The suspense builds steadily with little details like clocks and watches running fast adding to the momentum. Some of the effects don’t produce the intended reaction. The hasty skyward disappearance of Liz and Joe is unintentionally funny. The scene where the meteorite crashes is vaguely reminiscent of the 1958 science fiction classic “The Blob,” which starred Steve McQueen. The first person to encounter the jello-like visitor is an old man who digs it out of the burning rock, only to have it slide up the stick and onto his arm, devouring him. In “The Gracefield Incident,” the impromptu paranormal investigators stick their hands down the crater to pull up the icy rock from space.

This is Ratthe’s first found-footage film. His other films, “Lovefield” and “The Talisman,” were more traditional horror. The director noted the differences.

“For the past few years I’ve been doing short films,” he explained. “I prepare every shot, every angle: ‘Here we’re going to use a crane. Here we’re going to do that. We’re going to build up suspense this way or that way.’ And we cut from there to there. This one was linear, a lot of long shots. It was a rollercoaster ride as you go. It was definitely different. We didn’t use a crane. We didn’t use any of that, any toys. I shot the film in 13 days with a camera on my shoulder as I was acting. I don’t think I’ll be able to do this again ever in my life. It was definitely a challenge.”

The rushed energy of acting while he shot helped the performance because it gave the actor more of a sense of the immediacy of the scene.

“We shot this thing so fast,” Ratthe said. “That’s why I look like a director on screen. I didn’t have the chance to prep very much. I was trying to keep it as natural as possible. I was also editing myself, so that was tough.”

There are two incredible special effects in the low-budget “The Gracefield Incident.” The first we encounter is the alien, which Ratthe developed with concept designer Brian Cunningham.

ENTRIES SUPPLIED:
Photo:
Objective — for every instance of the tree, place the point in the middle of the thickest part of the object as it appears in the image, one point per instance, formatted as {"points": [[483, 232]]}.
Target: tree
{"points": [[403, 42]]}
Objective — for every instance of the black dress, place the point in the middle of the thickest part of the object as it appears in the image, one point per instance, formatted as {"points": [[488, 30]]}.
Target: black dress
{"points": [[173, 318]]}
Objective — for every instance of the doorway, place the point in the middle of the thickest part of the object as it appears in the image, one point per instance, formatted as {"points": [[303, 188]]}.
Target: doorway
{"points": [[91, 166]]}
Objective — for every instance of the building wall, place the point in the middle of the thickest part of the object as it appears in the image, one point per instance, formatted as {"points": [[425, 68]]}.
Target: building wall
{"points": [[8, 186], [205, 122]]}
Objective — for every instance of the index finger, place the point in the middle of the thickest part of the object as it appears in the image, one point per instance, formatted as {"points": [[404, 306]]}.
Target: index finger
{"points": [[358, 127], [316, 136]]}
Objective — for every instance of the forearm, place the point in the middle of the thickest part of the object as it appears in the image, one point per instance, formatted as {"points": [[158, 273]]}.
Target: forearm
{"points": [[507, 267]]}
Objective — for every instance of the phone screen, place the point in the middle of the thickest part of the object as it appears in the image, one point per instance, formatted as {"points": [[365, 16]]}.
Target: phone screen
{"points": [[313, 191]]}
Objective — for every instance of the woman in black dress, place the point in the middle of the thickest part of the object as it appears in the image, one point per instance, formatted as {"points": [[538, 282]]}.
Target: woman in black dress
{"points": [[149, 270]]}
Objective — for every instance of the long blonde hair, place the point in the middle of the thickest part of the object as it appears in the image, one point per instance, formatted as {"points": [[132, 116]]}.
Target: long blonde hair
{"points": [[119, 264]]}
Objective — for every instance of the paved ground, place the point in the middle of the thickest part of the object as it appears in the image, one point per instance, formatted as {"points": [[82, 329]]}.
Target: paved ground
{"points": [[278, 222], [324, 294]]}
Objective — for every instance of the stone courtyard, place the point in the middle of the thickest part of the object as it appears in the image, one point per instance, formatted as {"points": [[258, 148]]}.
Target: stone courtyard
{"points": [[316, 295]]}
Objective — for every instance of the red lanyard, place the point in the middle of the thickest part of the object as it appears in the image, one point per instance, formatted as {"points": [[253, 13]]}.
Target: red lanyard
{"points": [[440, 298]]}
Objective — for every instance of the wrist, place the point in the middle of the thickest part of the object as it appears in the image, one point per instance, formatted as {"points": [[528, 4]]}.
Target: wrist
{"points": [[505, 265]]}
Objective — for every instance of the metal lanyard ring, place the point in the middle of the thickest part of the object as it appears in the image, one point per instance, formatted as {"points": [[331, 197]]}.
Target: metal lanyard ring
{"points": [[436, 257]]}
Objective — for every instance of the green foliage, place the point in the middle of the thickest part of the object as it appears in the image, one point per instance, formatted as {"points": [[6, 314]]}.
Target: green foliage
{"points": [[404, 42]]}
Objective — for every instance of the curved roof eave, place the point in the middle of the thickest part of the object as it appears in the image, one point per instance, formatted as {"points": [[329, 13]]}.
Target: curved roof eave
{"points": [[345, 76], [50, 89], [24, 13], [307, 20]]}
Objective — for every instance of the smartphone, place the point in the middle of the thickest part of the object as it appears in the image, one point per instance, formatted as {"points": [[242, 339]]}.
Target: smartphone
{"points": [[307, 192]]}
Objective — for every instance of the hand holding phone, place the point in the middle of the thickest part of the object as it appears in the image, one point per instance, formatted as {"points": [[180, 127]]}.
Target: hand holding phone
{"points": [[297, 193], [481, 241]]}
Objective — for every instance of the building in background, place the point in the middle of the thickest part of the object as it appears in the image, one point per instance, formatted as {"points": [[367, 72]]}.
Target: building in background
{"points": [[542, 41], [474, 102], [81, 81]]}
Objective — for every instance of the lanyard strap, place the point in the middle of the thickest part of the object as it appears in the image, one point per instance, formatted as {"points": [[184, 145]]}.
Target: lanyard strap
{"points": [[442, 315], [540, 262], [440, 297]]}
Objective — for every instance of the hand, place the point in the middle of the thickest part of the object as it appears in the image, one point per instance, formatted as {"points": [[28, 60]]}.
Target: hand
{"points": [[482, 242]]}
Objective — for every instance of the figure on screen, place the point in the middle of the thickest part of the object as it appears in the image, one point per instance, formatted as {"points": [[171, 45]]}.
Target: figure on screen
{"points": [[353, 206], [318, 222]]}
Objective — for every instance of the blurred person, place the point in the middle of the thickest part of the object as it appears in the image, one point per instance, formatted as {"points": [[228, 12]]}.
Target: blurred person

TASK REQUIREMENTS:
a - In the passage about The Gracefield Incident, how many days did Ratthe take to shoot the film?
b - Please condense the paragraph in the passage about The Gracefield Incident that begins "For the past few years I've been doing short films" into a short bulleted list that keeps its main facts.
c - Resume the passage about The Gracefield Incident, starting right after its final sentence.
The listing comes from a separate source and is unrelated to the passage about The Gracefield Incident.

ANSWERS IN ORDER:
a - 13 days.

b -
- Ratthe had spent recent years making short films, planning every shot and angle, including crane use and how to build suspense, and cutting between shots.
- This film was linear, with many long shots, and he compared it to a rollercoaster ride.
- No crane or other equipment was used.
- He shot it in 13 days with a camera on his shoulder while acting.
- He called it a challenge he doesn't think he could ever repeat.

c -
“First, we drew it,” Ratthe explained. “We had the fish eye. We didn’t want to go too far. The first drawing of it took a couple months. Then we sat down with Video Effects in Montreal and went over the texture, and how to make it move. It was really a team effort. About 125 guys worked on the alien over a three year period. A lot of thought and work went into it. I think it worked. For a low budget film, it was most important to make sure the quality was there.”

The other effect that defies budgetary logic is the space ship, which is where patience paid off.

“When I came in to Special Effects in Montreal, I showed them the spaceship and asked what would be the budget on it,” Ratthe said. “And it was going to be the same as the entire film. They said ‘I don’t think we’re going to be able to do this.’ I said ‘hold on, what I want is quality. What you don’t have is the time.’ So I gave them the time as well. They did a huge favor and spent three years working on the film. They didn’t shoot full time on it, but in between “Batman” and other big films, they were jumping in and working on mine. They really got into the story and believed in me.”

But a cynical audience, raised on conspiracy theories, may also believe that the film is based on a real-life incident.

“It’s not,” Ratthe admitted. “It’s a pure movie. Look, if people want to believe in it, great, but it’s not. I should probably not say this. No, it’s based on a true story and I do abduct a guy. I feel foolish saying this, but no it’s not. It’s pure fiction. Pure sci fi.”

The Gracefield Incident” opens in select theaters and is available on demand and on digital HD July 21.